Work order
Present the lines below again, exactly as they stand.

The records

BEGIN

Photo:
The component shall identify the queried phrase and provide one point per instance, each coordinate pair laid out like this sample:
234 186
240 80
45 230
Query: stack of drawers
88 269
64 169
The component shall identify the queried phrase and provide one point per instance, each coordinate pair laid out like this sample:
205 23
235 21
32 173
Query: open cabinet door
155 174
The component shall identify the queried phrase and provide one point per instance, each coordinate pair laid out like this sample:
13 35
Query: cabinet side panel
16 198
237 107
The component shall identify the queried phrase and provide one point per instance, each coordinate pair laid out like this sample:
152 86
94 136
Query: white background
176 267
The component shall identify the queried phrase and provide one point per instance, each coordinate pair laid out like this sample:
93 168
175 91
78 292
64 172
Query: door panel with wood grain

END

Result of this task
Photo:
The component shall identify the queried phrase and provide one point per instance, each coordinate pair laid out like this sample:
234 186
240 80
45 230
Query: stack of drawers
88 269
64 169
The component shall identify the queried phrase and provide one point per instance, each coordinate pair laid out like this sample:
205 23
235 21
32 173
Query: open cabinet door
155 174
The component shall identify the queried phrase and provide one point per instance, each coordinate pair laid out like this sample:
13 35
Query: cabinet side panel
16 198
237 107
The component shall identify the queried phrase and provide one point per instance, each coordinate pair laid out like this sample:
152 86
94 136
Query: white background
176 267
The component shall identify the queried phrase and provide one point per instance, each coordinate pair laid out like this sample:
93 168
175 91
78 292
64 172
Query: door panel with wood grain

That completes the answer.